#### Page extract
..............................
EvalML Components and Pipelines

EvalML searches and trains multiple machine learnining pipelines in order to find the best one for your data. Each pipeline is made up of various components that can learn from the data, transform the data and ultimately predict labels given new data. Below we’ll show an example of an EvalML pipeline. You can find a more in-depth look into components or learn how you can construct and use your own pipelines.

XGBoost Pipeline

The EvalML XGBoost Pipeline is made up of four different components: a one-hot encoder, a missing value imputer, a feature selector and an XGBoost estimator. We can see them here by calling .plot():

[1]:
from evalml.pipelines import XGBoostPipeline

xgp = XGBoostPipeline(objective='recall', eta=0.5, min_child_weight=5, max_depth=10, impute_strategy='mean', percent_features=0.5, number_features=10)
xgp.graph()
..............................
#### Listed records
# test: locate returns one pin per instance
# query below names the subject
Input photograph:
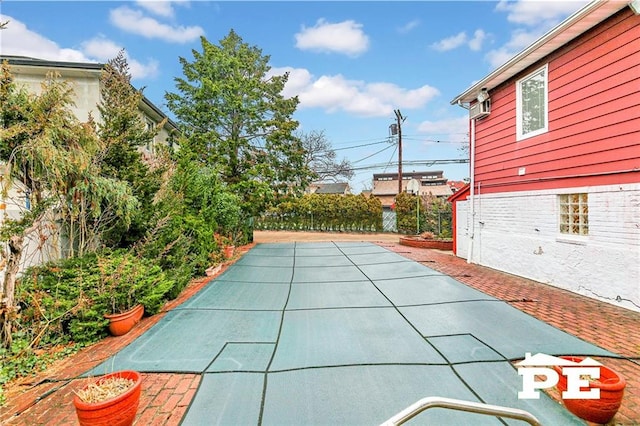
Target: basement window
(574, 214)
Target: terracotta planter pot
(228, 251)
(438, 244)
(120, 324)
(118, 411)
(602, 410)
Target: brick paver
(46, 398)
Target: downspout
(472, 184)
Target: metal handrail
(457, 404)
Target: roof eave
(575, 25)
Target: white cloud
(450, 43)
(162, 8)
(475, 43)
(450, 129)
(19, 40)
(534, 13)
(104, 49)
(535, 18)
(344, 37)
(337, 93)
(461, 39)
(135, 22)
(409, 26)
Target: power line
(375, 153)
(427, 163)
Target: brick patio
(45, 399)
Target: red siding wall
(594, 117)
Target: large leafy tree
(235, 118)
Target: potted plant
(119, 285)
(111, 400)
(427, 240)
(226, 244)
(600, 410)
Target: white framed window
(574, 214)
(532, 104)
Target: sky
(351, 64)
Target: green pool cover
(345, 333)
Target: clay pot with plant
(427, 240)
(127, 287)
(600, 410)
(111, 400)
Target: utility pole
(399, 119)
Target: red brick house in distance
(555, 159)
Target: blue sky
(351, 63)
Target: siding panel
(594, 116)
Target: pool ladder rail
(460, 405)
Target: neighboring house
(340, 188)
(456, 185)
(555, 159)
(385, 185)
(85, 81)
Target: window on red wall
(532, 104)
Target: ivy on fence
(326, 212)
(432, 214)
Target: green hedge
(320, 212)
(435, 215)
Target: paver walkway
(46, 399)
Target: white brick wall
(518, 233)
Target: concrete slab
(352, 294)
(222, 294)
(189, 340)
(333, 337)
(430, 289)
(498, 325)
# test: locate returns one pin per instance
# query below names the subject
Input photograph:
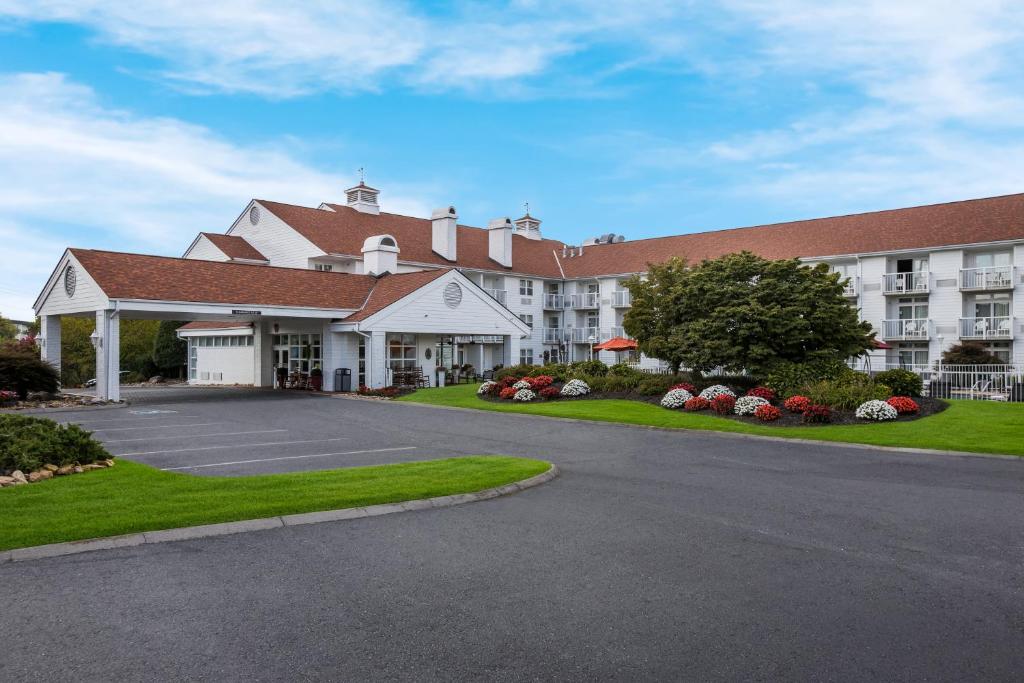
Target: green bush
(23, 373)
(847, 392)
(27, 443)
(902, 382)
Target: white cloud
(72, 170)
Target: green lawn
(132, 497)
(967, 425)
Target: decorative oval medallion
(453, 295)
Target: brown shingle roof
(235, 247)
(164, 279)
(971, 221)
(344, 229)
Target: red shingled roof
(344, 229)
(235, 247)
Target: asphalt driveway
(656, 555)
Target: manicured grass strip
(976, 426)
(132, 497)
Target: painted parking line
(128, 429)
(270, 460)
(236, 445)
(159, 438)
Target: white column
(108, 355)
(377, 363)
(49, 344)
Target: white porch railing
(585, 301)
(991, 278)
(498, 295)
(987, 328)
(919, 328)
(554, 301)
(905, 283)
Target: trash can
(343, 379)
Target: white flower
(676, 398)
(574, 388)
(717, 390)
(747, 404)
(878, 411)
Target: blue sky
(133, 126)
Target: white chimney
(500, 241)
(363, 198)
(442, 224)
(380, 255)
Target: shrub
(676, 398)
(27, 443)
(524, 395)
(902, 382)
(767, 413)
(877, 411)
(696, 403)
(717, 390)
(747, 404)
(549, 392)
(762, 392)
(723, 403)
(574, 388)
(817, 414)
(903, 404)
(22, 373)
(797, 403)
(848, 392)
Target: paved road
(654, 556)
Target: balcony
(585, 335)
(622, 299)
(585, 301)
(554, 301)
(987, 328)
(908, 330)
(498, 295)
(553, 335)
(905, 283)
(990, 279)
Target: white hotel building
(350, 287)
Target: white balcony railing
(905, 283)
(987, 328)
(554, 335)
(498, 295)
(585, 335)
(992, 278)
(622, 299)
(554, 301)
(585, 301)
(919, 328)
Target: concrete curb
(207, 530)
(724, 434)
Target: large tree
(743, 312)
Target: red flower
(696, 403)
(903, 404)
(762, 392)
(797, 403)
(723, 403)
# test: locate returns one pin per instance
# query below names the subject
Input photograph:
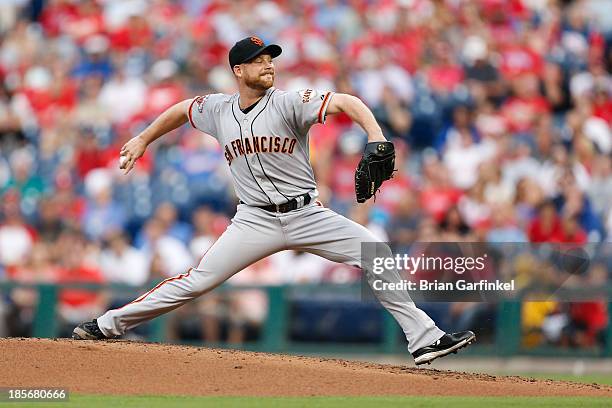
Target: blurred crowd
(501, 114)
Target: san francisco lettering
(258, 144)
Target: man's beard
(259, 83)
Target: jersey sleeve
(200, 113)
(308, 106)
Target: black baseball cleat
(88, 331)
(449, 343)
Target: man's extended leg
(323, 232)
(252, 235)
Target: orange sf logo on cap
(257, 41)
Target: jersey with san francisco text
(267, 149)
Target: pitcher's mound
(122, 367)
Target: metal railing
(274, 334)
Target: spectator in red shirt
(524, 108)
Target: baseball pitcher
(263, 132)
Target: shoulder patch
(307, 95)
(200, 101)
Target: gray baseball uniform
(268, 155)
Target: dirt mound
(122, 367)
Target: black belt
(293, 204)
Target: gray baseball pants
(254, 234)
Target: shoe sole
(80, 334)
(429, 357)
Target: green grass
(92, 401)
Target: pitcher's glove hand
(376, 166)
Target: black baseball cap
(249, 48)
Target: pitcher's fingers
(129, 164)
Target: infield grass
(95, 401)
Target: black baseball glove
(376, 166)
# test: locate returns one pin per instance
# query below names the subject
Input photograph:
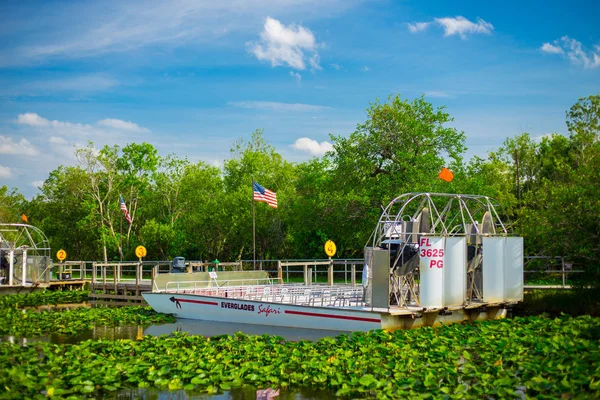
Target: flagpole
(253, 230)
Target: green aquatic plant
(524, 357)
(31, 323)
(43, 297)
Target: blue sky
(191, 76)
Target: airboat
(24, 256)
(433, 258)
..............................
#### Requirements
• 1. Repeat, word for word, the part of the EvalML page that opens with the words containing "EvalML searches and" and closes with "your own pipelines.".
• 2. According to the EvalML page, which four components make up the XGBoost Pipeline?
The items stand apart from the EvalML page.

#### Results for each task
• 1.
EvalML searches and trains multiple machine learnining pipelines in order to find the best one for your data. Each pipeline is made up of various components that can learn from the data, transform the data and ultimately predict labels given new data. Below we’ll show an example of an EvalML pipeline. You can find a more in-depth look into components or learn how you can construct and use your own pipelines.

• 2. A one-hot encoder, a missing value imputer, a feature selector and an XGBoost estimator.